_Text section_.
Map-reduce is a programming model that has its roots in functional programming. In addition to often producing short, elegant code for problems involving lists or collections, this model has proven very useful for large-scale highly parallel data processing. Here we will think of map and reduce as operating on lists for concreteness, but they are appropriate to any collection (sets, etc.). Map operates on a list of values in order to produce a new list of values, by applying the same computation to each value. Reduce operates on a list of values to collapse or combine those values into a single value (or more generally a smaller number of values), again by applying the same computation to each value.
For large datasets, it has proven particularly valuable to think about processing in terms of the same operation being applied to all the items in the dataset, either to produce a new dataset, or to produce summary result for the entire dataset. This way of thinking often maps well onto parallel hardware, where each processor can handle one or more data items in parallel. The Connection Machine, a massively parallel computer developed in the late 1980's made heavy use of this programming paradigm. More recently, Google, with their large server farms, have made very effective use of it. They have reported some of these uses in a 2004 paper at OSDI (the Operating System Design and Implementation Conference). Much of the focus on that paper is on separating the fault tolerance and distributed processing issues of operating on large clusters of machines from the programming language abstractions. They found map-reduce to be a useful way of separating out the conceptual model of mapping and reducing large collections or lists from the issue of how that computation is implemented in a reliable manner on a large cluster of machines.

_Required work_.
1. Name every organization, machine, or event that the map-reduce text refers to by a proper name.
2. According to the map-reduce text, when was the Connection Machine developed?
3. Turn the paragraph of the map-reduce text that begins "Map-reduce is a programming model" into a short bulleted list that keeps its main facts.

_Dataset extract_.
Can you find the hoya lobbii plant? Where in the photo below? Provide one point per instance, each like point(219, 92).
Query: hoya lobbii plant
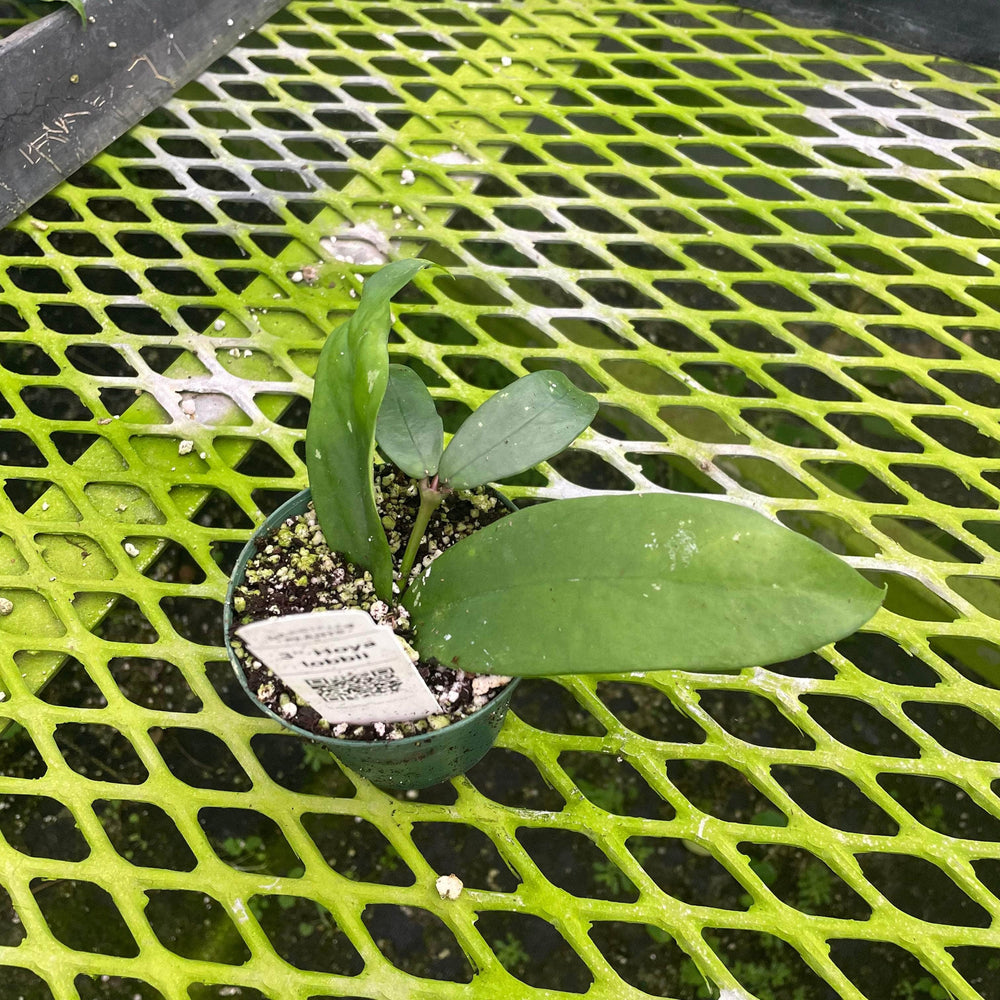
point(598, 584)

_Task-by-task answers_.
1.
- Connection Machine
- Google
- OSDI (the Operating System Design and Implementation Conference)

2. In the late 1980s.

3.
- Map-reduce is a programming model that comes from functional programming.
- It often gives short, elegant code for problems with lists or collections, and it has proven very useful for large-scale, highly parallel data processing.
- Map and reduce work on any collection, such as lists or sets.
- Map applies the same computation to each value in a list to produce a new list of values.
- Reduce applies the same computation to each value to combine the list into a single value, or more generally into fewer values.